__Exercise directions__
Among the entries below, one stretch runs from the line that contains "positive clicks: (45, 540) (16, 590)" through the line that contains "539L32 535L29 558L14". Repeat that stretch exactly, ends included, and only that.

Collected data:
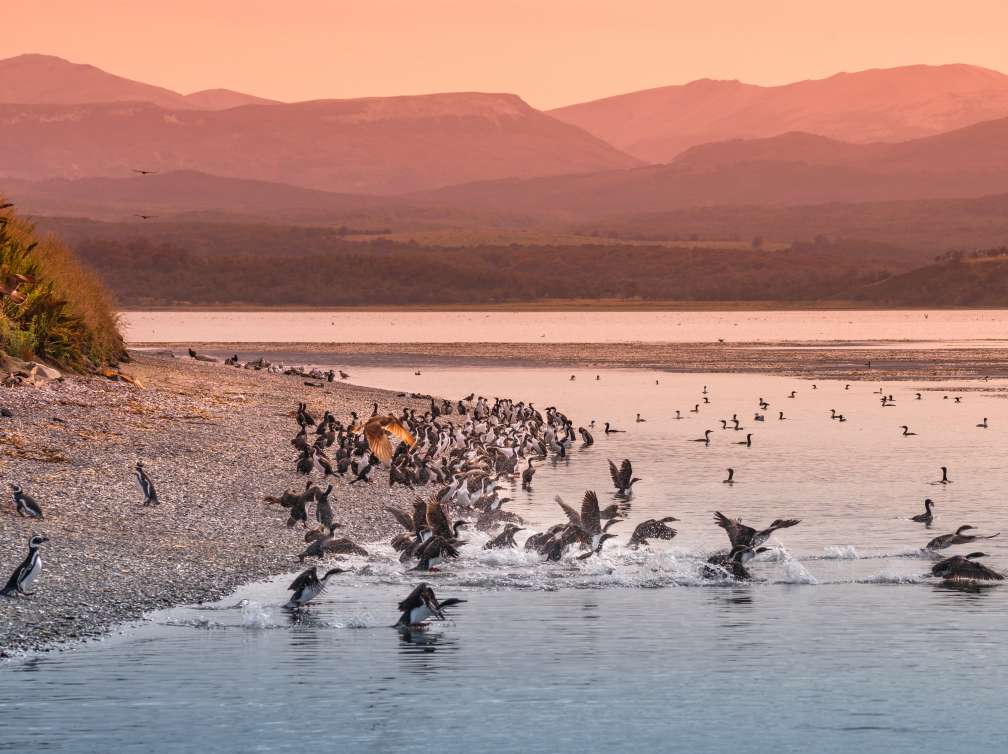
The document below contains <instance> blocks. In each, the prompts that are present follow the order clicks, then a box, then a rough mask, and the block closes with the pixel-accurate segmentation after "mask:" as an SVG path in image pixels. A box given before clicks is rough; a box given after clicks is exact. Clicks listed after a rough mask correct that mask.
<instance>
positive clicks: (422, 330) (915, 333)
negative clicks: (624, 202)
mask: <svg viewBox="0 0 1008 754" xmlns="http://www.w3.org/2000/svg"><path fill="white" fill-rule="evenodd" d="M122 320H123V326H124V329H125V334H126V339H127V340H128V341H129V342H132V343H187V342H194V343H196V342H199V343H207V342H214V343H289V342H296V343H622V342H625V341H628V340H631V341H638V342H643V343H714V342H716V341H718V340H719V339H724V340H725V341H727V342H729V343H732V342H736V343H739V342H741V343H758V342H773V341H877V340H882V341H919V342H925V343H949V342H957V343H970V344H982V345H999V344H1000V345H1002V346H1003V345H1004V344H1005V333H1006V332H1008V328H1006V326H1008V310H1004V309H957V310H935V311H925V310H899V311H876V310H850V311H846V310H845V311H126V312H123V315H122Z"/></svg>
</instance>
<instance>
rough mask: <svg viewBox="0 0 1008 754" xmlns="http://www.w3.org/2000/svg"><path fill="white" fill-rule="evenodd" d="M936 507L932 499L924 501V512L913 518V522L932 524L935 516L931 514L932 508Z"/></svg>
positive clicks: (929, 499)
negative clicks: (934, 504)
mask: <svg viewBox="0 0 1008 754" xmlns="http://www.w3.org/2000/svg"><path fill="white" fill-rule="evenodd" d="M932 507H934V501H933V500H931V499H930V498H926V499H925V500H924V512H923V513H918V514H917V515H915V516H911V517H910V520H911V521H916V522H917V523H930V522H931V521H932V520H934V515H933V514H932V513H931V508H932Z"/></svg>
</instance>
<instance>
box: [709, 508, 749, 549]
mask: <svg viewBox="0 0 1008 754" xmlns="http://www.w3.org/2000/svg"><path fill="white" fill-rule="evenodd" d="M714 521H715V523H717V524H718V525H719V526H720V527H721V528H723V529H724V530H725V531H727V532H728V541H729V542H730V543H731V545H732V546H733V547H735V546H736V545H738V544H748V543H749V542H750V541H752V538H753V536H754V535H755V534H756V530H755V529H754V528H752V527H751V526H744V525H743V524H742V523H740V522H739V521H736V520H734V519H731V518H729V517H728V516H726V515H725V514H724V513H722V512H721V511H715V512H714Z"/></svg>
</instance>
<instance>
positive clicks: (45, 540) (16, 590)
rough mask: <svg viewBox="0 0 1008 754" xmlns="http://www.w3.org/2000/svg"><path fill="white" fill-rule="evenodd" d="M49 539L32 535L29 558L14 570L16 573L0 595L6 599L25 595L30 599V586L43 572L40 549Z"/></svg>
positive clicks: (12, 574)
mask: <svg viewBox="0 0 1008 754" xmlns="http://www.w3.org/2000/svg"><path fill="white" fill-rule="evenodd" d="M48 540H49V538H48V537H47V536H42V535H40V534H32V535H31V538H30V539H28V556H27V557H25V558H24V559H23V560H22V561H21V564H20V566H18V567H17V568H16V569H14V573H13V574H11V575H10V579H8V580H7V586H6V587H4V588H3V590H0V595H2V596H4V597H16V596H17V595H24V596H25V597H30V596H31V595H32V594H34V593H33V592H28V591H27V588H28V586H29V585H30V584H31V583H32V582H33V581H34V580H35V577H37V576H38V574H39V572H40V571H41V570H42V557H41V555H39V554H38V548H39V547H40V546H41V544H42V542H47V541H48Z"/></svg>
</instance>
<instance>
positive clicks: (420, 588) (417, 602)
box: [397, 584, 427, 613]
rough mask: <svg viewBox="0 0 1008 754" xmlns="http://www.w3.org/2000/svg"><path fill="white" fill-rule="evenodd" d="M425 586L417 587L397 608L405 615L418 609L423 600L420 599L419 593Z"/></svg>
mask: <svg viewBox="0 0 1008 754" xmlns="http://www.w3.org/2000/svg"><path fill="white" fill-rule="evenodd" d="M426 586H427V585H426V584H420V585H418V586H417V587H416V589H414V590H413V591H412V592H410V593H409V597H407V598H406V599H405V600H403V601H402V602H400V603H399V604H398V606H397V608H398V609H399V610H401V611H403V612H404V613H407V612H409V611H410V610H412V609H413V608H418V607H419V606H420V605H422V604H423V599H422V598H421V597H420V591H421V590H422V589H423V588H424V587H426Z"/></svg>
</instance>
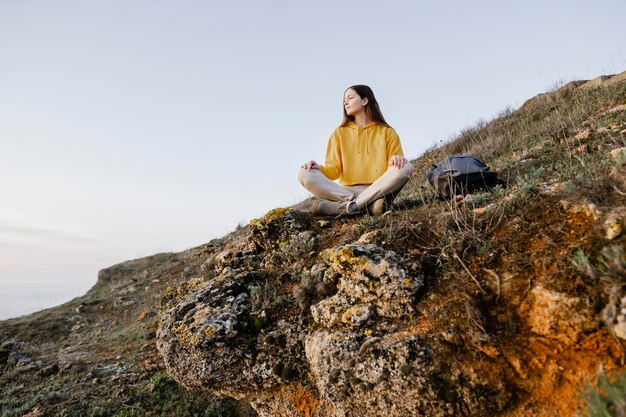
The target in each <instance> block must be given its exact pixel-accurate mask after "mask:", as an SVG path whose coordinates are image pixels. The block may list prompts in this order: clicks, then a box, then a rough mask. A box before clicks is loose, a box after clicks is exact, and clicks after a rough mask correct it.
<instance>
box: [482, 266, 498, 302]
mask: <svg viewBox="0 0 626 417" xmlns="http://www.w3.org/2000/svg"><path fill="white" fill-rule="evenodd" d="M484 269H485V272H487V273H488V274H489V275H491V276H492V277H494V278H495V281H496V287H497V289H498V295H497V296H496V302H497V301H498V300H499V299H500V276H499V275H498V274H497V273H496V271H494V270H492V269H487V268H484Z"/></svg>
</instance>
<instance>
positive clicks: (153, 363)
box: [0, 74, 626, 417]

__Solution to this problem__
positive clicks: (45, 540) (16, 590)
rough mask: <svg viewBox="0 0 1008 754" xmlns="http://www.w3.org/2000/svg"><path fill="white" fill-rule="evenodd" d="M49 539L32 535L29 558L14 570L16 573L0 595L6 599L25 595L30 599V586L43 572L40 549Z"/></svg>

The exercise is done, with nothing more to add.